_Work order_.
Look for the word "sneaker" in the entries and copy each line where it appears.

_Given records_.

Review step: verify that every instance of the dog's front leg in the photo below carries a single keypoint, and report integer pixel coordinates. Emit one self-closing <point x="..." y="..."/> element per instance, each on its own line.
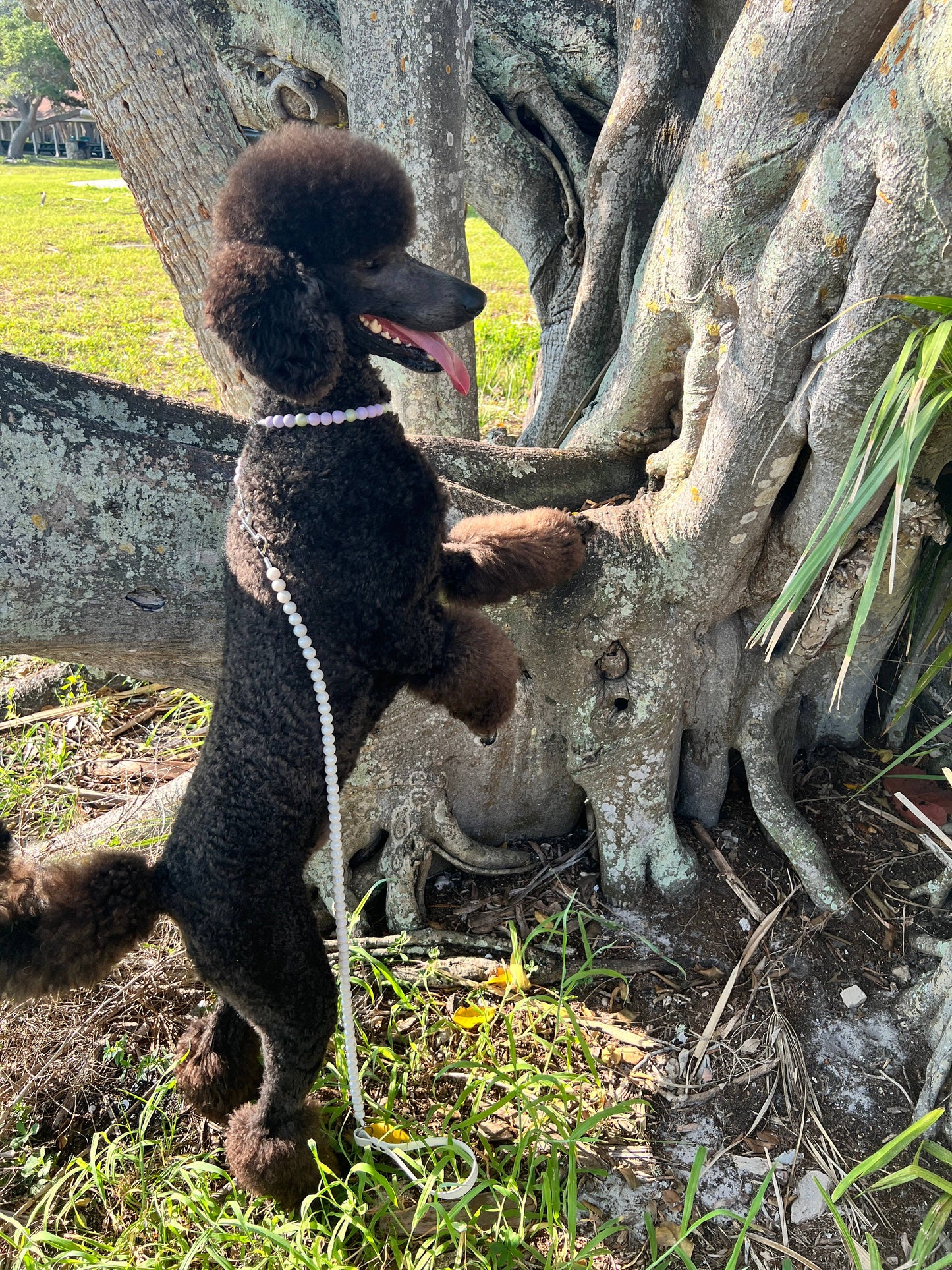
<point x="489" y="559"/>
<point x="476" y="676"/>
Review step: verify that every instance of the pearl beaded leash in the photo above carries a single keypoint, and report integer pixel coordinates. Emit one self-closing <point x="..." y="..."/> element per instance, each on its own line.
<point x="362" y="1136"/>
<point x="324" y="417"/>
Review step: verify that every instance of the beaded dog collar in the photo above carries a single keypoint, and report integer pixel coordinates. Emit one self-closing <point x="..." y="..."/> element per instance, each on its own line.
<point x="325" y="417"/>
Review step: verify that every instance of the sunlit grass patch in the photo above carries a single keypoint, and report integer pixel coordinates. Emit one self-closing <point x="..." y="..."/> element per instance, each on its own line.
<point x="520" y="1087"/>
<point x="82" y="286"/>
<point x="507" y="333"/>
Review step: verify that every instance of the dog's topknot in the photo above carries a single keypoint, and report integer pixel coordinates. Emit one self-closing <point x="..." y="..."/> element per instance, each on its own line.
<point x="318" y="192"/>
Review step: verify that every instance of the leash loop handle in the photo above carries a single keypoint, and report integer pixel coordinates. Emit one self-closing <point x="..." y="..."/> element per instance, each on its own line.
<point x="446" y="1192"/>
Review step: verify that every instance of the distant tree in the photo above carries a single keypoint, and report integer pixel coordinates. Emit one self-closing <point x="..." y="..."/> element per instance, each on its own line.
<point x="32" y="68"/>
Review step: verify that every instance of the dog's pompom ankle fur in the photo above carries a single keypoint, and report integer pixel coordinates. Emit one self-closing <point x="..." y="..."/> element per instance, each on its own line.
<point x="220" y="1066"/>
<point x="278" y="1164"/>
<point x="68" y="925"/>
<point x="479" y="676"/>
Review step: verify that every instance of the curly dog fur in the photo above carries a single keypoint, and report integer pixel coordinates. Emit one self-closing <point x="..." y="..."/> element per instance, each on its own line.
<point x="311" y="235"/>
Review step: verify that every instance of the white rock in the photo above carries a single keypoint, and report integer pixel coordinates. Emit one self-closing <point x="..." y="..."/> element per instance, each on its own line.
<point x="809" y="1201"/>
<point x="752" y="1166"/>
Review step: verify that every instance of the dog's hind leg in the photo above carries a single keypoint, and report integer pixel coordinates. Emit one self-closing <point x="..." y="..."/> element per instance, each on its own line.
<point x="489" y="559"/>
<point x="220" y="1063"/>
<point x="264" y="956"/>
<point x="478" y="676"/>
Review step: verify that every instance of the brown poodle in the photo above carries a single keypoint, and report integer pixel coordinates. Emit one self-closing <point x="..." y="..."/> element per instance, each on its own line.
<point x="310" y="276"/>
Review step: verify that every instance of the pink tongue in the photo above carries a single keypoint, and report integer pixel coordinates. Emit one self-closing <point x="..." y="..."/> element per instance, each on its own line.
<point x="431" y="343"/>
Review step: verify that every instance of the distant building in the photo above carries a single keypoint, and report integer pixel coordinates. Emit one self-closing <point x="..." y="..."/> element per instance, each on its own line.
<point x="60" y="131"/>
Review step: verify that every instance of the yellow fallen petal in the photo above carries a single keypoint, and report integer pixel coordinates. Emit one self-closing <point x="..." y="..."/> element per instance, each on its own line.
<point x="471" y="1016"/>
<point x="382" y="1130"/>
<point x="508" y="974"/>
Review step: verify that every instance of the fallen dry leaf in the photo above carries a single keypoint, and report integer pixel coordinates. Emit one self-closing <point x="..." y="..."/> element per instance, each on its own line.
<point x="668" y="1236"/>
<point x="494" y="1130"/>
<point x="630" y="1176"/>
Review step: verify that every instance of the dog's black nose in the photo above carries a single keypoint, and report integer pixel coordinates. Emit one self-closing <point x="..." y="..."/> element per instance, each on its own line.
<point x="474" y="300"/>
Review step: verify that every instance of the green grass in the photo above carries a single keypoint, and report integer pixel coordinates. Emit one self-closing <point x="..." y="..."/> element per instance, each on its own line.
<point x="82" y="286"/>
<point x="136" y="1198"/>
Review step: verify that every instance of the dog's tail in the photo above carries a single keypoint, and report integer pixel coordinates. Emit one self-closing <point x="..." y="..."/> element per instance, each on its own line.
<point x="68" y="925"/>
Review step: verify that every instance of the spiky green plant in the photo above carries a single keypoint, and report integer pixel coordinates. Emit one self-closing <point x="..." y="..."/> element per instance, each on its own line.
<point x="887" y="446"/>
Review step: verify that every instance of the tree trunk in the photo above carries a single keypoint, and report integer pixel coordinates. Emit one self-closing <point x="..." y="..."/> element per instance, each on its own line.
<point x="27" y="111"/>
<point x="804" y="183"/>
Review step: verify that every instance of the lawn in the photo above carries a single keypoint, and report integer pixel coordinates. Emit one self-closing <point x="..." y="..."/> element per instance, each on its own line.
<point x="82" y="286"/>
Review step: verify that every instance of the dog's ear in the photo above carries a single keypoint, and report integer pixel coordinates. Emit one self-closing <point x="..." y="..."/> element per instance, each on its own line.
<point x="275" y="319"/>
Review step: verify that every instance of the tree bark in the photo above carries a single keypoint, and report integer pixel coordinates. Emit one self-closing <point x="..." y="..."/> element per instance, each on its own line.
<point x="808" y="183"/>
<point x="24" y="129"/>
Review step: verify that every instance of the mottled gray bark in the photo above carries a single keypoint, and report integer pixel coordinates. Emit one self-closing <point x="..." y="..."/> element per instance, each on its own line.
<point x="27" y="111"/>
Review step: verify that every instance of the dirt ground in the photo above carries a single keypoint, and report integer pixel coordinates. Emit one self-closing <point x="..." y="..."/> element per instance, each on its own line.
<point x="790" y="1074"/>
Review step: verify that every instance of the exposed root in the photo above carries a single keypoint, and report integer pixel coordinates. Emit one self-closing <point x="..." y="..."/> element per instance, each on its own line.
<point x="928" y="1006"/>
<point x="934" y="892"/>
<point x="787" y="828"/>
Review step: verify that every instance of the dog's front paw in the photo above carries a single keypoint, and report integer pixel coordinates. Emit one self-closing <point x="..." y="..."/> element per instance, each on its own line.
<point x="278" y="1163"/>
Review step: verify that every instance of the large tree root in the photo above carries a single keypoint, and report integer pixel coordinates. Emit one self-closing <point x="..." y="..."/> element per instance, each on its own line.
<point x="928" y="1006"/>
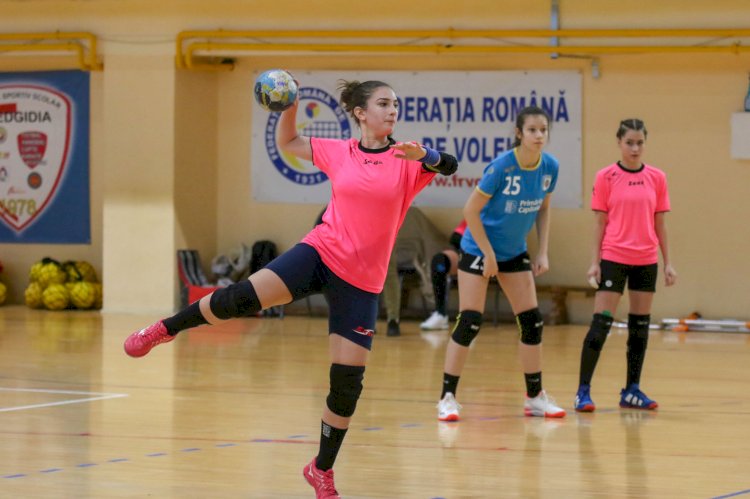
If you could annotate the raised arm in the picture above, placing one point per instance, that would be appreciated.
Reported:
(288, 139)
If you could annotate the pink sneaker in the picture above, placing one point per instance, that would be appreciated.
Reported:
(140, 343)
(321, 481)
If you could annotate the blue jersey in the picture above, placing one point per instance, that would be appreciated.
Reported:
(516, 194)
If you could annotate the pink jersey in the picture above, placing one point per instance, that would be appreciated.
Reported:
(631, 199)
(371, 190)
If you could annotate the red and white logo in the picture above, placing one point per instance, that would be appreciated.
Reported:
(364, 331)
(37, 119)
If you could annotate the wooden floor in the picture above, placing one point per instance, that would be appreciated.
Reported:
(234, 411)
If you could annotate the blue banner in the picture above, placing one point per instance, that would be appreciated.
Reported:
(44, 157)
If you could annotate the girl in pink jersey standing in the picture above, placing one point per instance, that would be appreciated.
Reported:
(373, 182)
(630, 201)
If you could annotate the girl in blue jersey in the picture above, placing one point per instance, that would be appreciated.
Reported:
(513, 194)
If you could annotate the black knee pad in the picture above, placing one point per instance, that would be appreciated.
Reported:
(638, 331)
(236, 300)
(530, 323)
(467, 327)
(441, 264)
(346, 385)
(597, 335)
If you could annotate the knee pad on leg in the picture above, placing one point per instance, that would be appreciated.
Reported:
(467, 327)
(441, 264)
(236, 300)
(346, 385)
(638, 332)
(597, 335)
(530, 323)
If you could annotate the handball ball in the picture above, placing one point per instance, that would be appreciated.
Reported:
(275, 90)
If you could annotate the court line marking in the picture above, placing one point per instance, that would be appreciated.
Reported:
(96, 396)
(733, 494)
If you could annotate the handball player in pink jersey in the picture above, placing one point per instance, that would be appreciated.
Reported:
(345, 258)
(630, 202)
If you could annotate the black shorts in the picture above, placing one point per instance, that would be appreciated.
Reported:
(352, 311)
(455, 241)
(639, 277)
(474, 264)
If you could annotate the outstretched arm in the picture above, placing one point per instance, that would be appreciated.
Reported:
(289, 140)
(432, 160)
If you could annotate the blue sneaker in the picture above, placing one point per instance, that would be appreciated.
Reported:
(633, 398)
(583, 399)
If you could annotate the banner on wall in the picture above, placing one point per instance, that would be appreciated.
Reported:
(44, 157)
(468, 114)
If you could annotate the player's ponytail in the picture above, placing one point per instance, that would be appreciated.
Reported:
(355, 94)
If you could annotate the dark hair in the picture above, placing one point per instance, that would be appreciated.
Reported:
(355, 94)
(521, 120)
(631, 124)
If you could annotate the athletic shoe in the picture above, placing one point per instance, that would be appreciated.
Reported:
(583, 401)
(633, 398)
(393, 328)
(435, 322)
(321, 481)
(140, 343)
(448, 408)
(542, 406)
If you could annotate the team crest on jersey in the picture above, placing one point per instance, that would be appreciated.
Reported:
(318, 115)
(37, 128)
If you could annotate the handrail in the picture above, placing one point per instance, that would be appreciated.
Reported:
(80, 44)
(188, 43)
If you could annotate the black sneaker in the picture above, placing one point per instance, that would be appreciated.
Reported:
(393, 328)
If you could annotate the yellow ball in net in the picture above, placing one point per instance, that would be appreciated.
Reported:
(34, 271)
(33, 295)
(56, 297)
(51, 273)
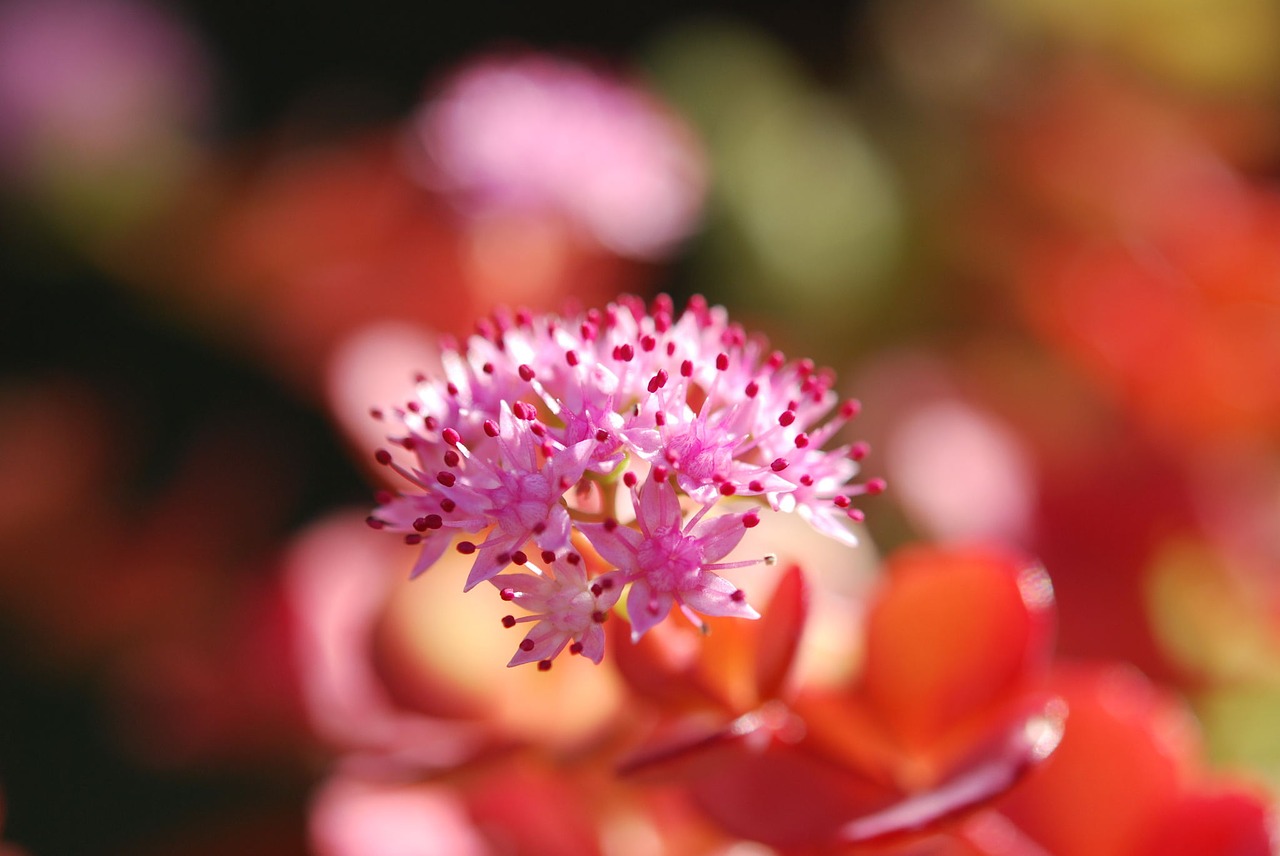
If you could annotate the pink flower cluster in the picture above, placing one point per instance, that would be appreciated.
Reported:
(656, 440)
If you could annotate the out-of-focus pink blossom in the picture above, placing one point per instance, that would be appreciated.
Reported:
(86, 83)
(548, 134)
(356, 818)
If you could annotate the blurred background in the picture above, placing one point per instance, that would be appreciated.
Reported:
(1038, 239)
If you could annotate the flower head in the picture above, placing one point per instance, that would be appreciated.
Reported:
(566, 607)
(522, 445)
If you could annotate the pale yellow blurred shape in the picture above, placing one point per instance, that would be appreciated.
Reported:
(458, 640)
(1210, 44)
(812, 200)
(840, 580)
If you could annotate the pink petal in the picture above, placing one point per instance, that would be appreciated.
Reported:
(714, 596)
(717, 536)
(618, 546)
(639, 612)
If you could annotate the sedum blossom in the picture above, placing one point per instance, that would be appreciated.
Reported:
(615, 452)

_Solution to this task_.
If you could annotate the pink sneaker in the picture above, placing one point per instance, that would be appreciated.
If you could annotate the blue sneaker in the picture above, placing one point per instance, that would be appreciated.
If you could annotate the black sneaker in the picture above, placing one point per instance, that would be appreciated.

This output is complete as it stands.